I agree that the top 3 are straightforward and seem likely to be
beneficial. Translation is definitely very hard, and finding
license-compatible libraries that are effective enough and cover enough
languages seems daunting. And speed might also be a big concern. Given the
scope of non-English queries on enwiki, I don't think it's worth it right
now.

The last one is new to me. I kinda like it in theory, though I'll have to
mull it over for a while. Could we test it without building the combined
index if that's prohibitive by running intitle queries or some such against
the top N likely useful indexes and seeing what hit rate we get?

Trey Jones
Software Engineer, Discovery
Wikimedia Foundation

On Wed, Nov 4, 2015 at 3:07 PM, Erik Bernhardson <[email protected]
> wrote:

> Taking the above into consideration and reviewing what we have in the
> brainstorming session, the set of idea seems to be the following:
>
> Do language detection on more than just zero result queries, how about
> queries that only return 1 or 2 results
>
>    - Seems useful and doable, but will only effect satisfaction and not
>    the zero result rate. Still possibly worthwhile.
>
>
>    - This should be relatively easy to test with relevancy lab
>
>
>    1. Determine the language to search in via something other than
>    language detection (headers, geolocation, etc)
>
>
>    - Working up a couple heuristics wouldn't be too hard. The webrequests
>    table in hive has the accept language header and geolocation info as well
>    as the query string, so we could extract a set of queries to test with
>
>
>    1. Integrate wikidata search
>
>
>    - This looks to be https://en.wikipedia.org/wiki/MediaWiki:Wdsearch.js
>
>
>    - We could integrate that more directly, can't be tested by relevancy
>    lab. It is basically just an additional set of results below the existing
>    results.
>
>
>    - Would need a significant cleanup to pass code review, but it's not
>    particularly hard to do
>
>
>    1. Translate the query from the provided language into the language of
>    the wiki being searched on
>
>
>    - This seems "very hard".  Not only do we have to correctly detect the
>    language the user input, but then we have to translate that into a second
>    language
>
>
>    - The CX service might be able to provide us a translation endpoint
>    that works with whatever they are currently using, but will likely have
>    high latency. Our inability (currently) to do async requests in php makes
>    it harder to hide that latency.
>
> Build an index that contains the titles from all wikis, but not much else.
> This could be used to suggest the user search on other wikis (or to inform
> the code that does actual searches on other wikis)
>
>    - This could be somewhat tested in relevancy lab, but first we would
>    have to build something to actually combine all the titles into the same
>    index.
>    -
>
>
> I think any of the top three could be worked on, the first and the second
> can be validated through relevancy lab. The third takes a completely
> different approach and is not easily testable outside of production, but
> may be useful. The fourth is "very hard" and i think we should leave it
> alone for now.  The fifth and final idea was only put forth once, but is
> interesting. I'm not sure how valuable it would be though.

[Pointing items]
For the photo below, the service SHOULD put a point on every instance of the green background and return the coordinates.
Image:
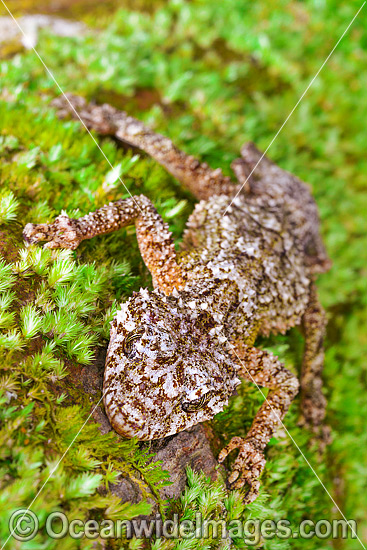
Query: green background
(210, 75)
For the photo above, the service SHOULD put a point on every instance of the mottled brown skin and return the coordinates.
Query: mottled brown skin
(247, 267)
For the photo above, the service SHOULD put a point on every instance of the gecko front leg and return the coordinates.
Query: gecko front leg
(155, 240)
(264, 369)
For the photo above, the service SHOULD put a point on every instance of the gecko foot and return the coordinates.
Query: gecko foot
(60, 234)
(247, 468)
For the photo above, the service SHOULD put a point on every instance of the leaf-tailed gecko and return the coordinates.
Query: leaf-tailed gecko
(246, 267)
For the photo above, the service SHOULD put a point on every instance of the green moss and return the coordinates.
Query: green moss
(211, 76)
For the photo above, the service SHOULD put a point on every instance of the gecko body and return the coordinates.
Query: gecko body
(246, 267)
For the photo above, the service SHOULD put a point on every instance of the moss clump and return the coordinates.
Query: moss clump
(218, 74)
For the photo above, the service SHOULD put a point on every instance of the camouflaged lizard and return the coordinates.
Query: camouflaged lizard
(247, 267)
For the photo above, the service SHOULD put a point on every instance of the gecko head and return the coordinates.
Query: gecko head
(164, 372)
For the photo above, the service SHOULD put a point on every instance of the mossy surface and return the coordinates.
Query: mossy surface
(211, 76)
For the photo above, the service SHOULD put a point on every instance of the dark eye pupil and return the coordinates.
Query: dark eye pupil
(196, 404)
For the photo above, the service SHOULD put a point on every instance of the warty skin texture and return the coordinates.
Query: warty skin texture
(247, 267)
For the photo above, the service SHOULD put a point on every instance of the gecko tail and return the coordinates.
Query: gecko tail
(262, 178)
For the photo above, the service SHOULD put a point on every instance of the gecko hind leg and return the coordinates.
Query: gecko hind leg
(313, 401)
(264, 369)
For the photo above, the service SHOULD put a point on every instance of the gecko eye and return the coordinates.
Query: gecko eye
(196, 404)
(128, 346)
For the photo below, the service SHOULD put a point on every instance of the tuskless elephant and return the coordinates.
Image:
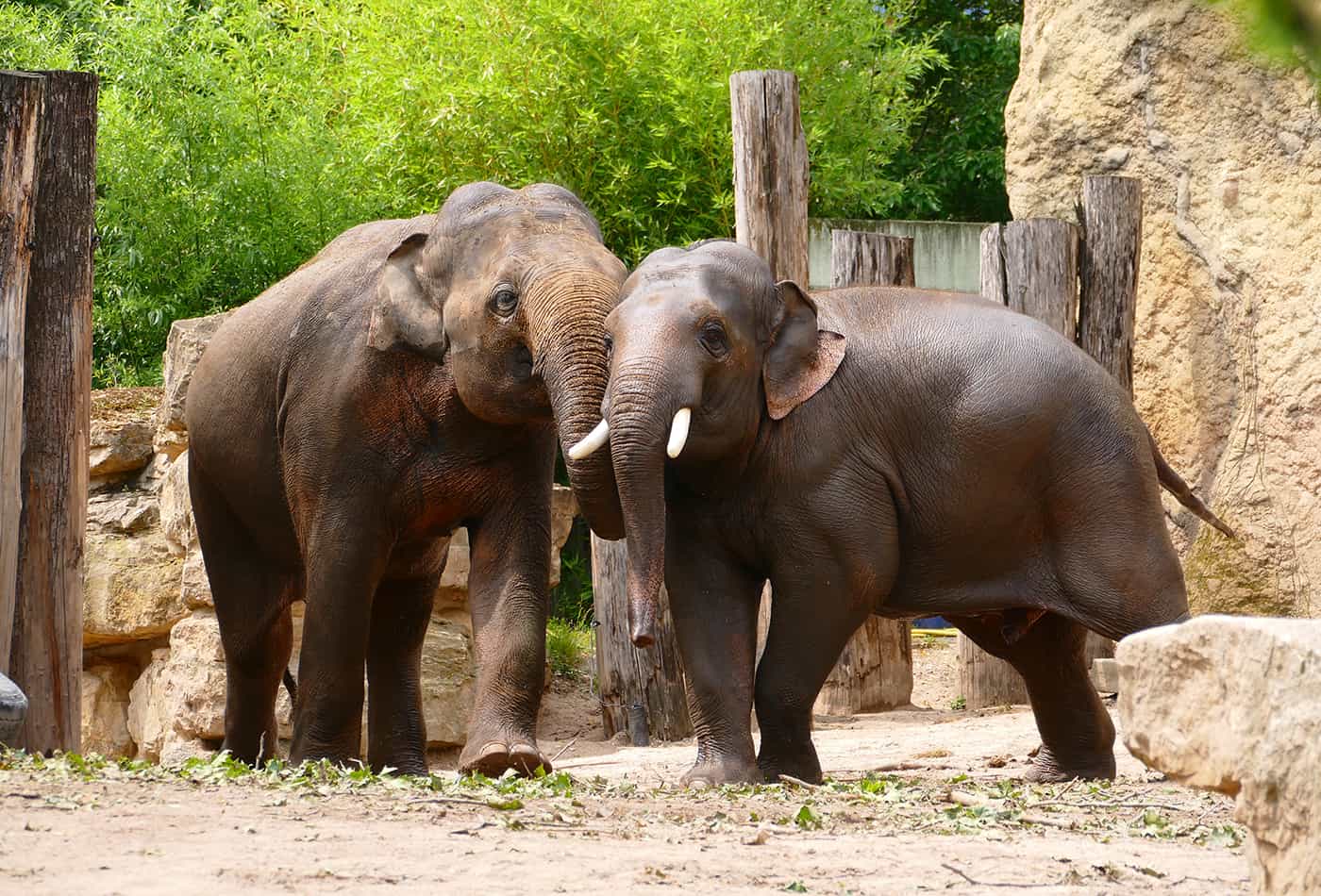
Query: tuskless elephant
(407, 380)
(882, 452)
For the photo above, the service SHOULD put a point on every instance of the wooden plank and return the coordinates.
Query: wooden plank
(627, 676)
(46, 657)
(1112, 245)
(1107, 304)
(861, 258)
(770, 171)
(1041, 271)
(20, 125)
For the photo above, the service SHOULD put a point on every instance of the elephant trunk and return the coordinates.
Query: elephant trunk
(640, 425)
(575, 371)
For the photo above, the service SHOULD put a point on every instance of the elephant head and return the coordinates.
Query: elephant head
(707, 353)
(511, 290)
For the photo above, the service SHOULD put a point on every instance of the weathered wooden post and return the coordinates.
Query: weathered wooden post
(643, 690)
(1107, 305)
(20, 125)
(770, 191)
(770, 171)
(46, 657)
(861, 258)
(875, 670)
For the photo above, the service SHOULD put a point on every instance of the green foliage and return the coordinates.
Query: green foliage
(567, 647)
(237, 139)
(954, 166)
(1284, 30)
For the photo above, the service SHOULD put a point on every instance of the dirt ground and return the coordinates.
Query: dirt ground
(917, 800)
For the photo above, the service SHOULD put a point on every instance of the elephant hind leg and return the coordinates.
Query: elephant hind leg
(1077, 736)
(251, 599)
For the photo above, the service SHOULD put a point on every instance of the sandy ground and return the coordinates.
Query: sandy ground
(944, 813)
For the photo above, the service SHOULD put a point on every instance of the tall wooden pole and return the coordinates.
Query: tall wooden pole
(20, 125)
(1107, 311)
(770, 171)
(643, 689)
(46, 656)
(875, 670)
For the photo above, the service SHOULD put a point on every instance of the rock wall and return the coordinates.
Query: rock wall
(1228, 370)
(154, 681)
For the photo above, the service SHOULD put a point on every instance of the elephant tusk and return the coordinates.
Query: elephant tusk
(679, 432)
(591, 442)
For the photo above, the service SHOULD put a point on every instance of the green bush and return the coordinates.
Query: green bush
(238, 138)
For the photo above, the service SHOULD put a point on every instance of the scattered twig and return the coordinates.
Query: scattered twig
(563, 750)
(988, 883)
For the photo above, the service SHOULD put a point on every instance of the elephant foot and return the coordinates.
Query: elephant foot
(805, 768)
(1047, 768)
(722, 771)
(493, 757)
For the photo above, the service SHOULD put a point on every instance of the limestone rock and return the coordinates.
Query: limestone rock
(1230, 704)
(184, 349)
(105, 709)
(131, 578)
(1228, 369)
(448, 681)
(13, 707)
(119, 440)
(177, 705)
(177, 506)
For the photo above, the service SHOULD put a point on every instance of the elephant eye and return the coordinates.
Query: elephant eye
(713, 340)
(504, 301)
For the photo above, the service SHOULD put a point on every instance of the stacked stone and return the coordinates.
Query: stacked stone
(154, 668)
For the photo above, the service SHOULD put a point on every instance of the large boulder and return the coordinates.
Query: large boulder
(119, 440)
(1228, 369)
(105, 709)
(176, 707)
(129, 574)
(184, 347)
(1230, 704)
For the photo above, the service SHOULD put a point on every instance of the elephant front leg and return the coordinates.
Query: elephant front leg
(713, 606)
(396, 733)
(809, 628)
(341, 578)
(509, 594)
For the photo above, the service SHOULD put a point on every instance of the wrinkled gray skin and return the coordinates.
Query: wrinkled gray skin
(406, 382)
(875, 452)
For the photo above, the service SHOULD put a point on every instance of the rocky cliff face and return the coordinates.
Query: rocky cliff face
(154, 681)
(1228, 370)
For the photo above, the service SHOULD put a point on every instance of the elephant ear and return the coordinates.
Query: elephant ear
(405, 317)
(802, 357)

• _Work to do_
Reproduce the portion of the email that begins at the words "On Wed, Nov" and ends after the words "Still possibly worthwhile.".

• _Exercise result_
On Wed, Nov 4, 2015 at 3:07 PM, Erik Bernhardson <[email protected]
> wrote:

> Taking the above into consideration and reviewing what we have in the
> brainstorming session, the set of idea seems to be the following:
>
> Do language detection on more than just zero result queries, how about
> queries that only return 1 or 2 results
>
>    - Seems useful and doable, but will only effect satisfaction and not
>    the zero result rate. Still possibly worthwhile.